[start TASK INPUT]

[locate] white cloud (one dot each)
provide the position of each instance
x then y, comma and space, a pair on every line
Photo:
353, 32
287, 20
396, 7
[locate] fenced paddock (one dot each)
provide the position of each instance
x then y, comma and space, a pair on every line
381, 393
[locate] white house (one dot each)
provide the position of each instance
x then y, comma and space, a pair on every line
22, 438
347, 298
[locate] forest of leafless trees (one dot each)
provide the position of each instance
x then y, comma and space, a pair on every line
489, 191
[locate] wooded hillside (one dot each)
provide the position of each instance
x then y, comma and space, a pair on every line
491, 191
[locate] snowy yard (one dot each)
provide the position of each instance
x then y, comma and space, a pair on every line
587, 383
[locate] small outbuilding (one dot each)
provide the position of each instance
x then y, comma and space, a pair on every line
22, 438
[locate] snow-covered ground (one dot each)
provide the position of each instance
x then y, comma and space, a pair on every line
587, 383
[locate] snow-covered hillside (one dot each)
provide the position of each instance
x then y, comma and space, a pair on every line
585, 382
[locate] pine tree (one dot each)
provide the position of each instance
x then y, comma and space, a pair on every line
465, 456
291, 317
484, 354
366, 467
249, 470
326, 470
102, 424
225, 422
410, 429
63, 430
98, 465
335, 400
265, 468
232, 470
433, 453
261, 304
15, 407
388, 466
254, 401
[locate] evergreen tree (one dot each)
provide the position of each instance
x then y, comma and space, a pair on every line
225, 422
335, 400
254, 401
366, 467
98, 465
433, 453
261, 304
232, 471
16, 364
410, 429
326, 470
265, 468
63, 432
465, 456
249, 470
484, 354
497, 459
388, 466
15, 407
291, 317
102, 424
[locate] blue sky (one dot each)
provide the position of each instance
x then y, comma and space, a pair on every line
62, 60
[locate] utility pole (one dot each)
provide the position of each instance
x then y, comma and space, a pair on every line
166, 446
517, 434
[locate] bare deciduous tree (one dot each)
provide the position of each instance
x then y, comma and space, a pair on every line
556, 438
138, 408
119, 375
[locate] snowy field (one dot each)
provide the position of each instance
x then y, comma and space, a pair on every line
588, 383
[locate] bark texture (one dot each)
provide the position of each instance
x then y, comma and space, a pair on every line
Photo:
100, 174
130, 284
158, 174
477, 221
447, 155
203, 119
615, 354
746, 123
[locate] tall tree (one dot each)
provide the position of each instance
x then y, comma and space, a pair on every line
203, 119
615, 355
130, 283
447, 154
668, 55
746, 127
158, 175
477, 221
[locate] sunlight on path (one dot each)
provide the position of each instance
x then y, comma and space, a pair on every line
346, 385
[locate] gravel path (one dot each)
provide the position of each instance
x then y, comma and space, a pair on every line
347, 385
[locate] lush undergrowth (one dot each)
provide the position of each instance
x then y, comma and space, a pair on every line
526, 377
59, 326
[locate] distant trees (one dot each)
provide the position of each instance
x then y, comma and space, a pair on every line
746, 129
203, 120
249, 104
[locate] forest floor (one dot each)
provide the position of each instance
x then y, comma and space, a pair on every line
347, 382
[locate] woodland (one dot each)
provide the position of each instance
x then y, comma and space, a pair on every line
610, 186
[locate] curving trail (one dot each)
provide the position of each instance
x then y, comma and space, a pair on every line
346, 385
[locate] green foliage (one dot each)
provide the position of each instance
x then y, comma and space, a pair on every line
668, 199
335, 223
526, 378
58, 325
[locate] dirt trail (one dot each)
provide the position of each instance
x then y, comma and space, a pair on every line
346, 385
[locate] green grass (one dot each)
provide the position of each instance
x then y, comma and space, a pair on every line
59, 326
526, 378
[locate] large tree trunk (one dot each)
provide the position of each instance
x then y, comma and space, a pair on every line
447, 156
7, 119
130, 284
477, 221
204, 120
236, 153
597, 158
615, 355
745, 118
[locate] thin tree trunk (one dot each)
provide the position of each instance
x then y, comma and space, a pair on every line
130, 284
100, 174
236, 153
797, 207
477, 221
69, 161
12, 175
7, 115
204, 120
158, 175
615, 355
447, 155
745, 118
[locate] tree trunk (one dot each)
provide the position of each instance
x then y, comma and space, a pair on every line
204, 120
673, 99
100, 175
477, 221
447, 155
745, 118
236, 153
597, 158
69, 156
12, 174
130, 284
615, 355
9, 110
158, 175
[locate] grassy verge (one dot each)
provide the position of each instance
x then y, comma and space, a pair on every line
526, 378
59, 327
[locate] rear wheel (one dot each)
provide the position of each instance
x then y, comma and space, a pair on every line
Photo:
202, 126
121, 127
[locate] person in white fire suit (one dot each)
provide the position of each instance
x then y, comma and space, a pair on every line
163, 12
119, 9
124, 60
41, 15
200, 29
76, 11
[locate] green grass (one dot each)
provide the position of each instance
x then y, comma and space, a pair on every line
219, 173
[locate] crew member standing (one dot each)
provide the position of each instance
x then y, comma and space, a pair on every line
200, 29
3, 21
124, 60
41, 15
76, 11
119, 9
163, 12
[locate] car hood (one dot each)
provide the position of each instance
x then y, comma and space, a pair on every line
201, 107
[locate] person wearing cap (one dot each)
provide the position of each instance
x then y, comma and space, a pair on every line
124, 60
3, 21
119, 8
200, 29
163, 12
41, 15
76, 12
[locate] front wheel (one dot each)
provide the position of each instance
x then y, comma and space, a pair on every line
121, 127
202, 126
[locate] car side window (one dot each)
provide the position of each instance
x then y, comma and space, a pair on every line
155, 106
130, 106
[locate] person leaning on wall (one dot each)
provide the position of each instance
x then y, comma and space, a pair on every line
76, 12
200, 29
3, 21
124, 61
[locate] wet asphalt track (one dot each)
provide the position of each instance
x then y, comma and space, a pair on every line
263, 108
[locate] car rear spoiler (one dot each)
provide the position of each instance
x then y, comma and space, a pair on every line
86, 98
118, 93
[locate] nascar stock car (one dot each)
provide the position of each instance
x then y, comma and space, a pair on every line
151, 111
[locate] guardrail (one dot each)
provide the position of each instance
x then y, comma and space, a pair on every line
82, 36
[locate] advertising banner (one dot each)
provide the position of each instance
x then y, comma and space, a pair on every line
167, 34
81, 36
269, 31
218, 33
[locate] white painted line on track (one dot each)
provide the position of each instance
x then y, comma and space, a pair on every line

[end TASK INPUT]

# [DIRECTIONS FOR THIS TASK]
Retype exactly the lines from the one containing "[locate] front wheel (one dot each)" through the last line of the records above, including both.

# [RESPONSE TO THE TASK]
[locate] front wheel (one dot each)
provide the position of each instance
x then y, comma and space, a pair on every line
121, 127
202, 126
[locate] car side window (one dot each)
provide the position of each instance
x then y, comma and space, a pair on every line
155, 106
130, 106
[locate] person leaning on wall (one dot each)
provide the position of each instance
x then y, comma and space, a pair on every line
76, 12
200, 29
3, 21
124, 61
[locate] wet asphalt track (one dot each)
provide the position of each instance
x then y, comma and space, a pair on every line
263, 108
[locate] car rear spoiler (one dot each)
provide the position of each instance
x then y, comma and space, a pair on every line
86, 98
118, 93
[locate] nascar stock car (one dot each)
provide the position of each instance
x then y, comma and space, a pair on every line
151, 111
[locate] guardrail (one dot each)
provide the position of each instance
x then y, comma and space, a pair on every line
82, 36
[locate] advertising banner (one dot each)
provide the position of each instance
x then y, comma and space, a pair on every line
167, 34
81, 36
269, 31
218, 33
[locate] white painted line on track (one dot each)
provide the position of each instance
x then y, comma and space, a pair on every line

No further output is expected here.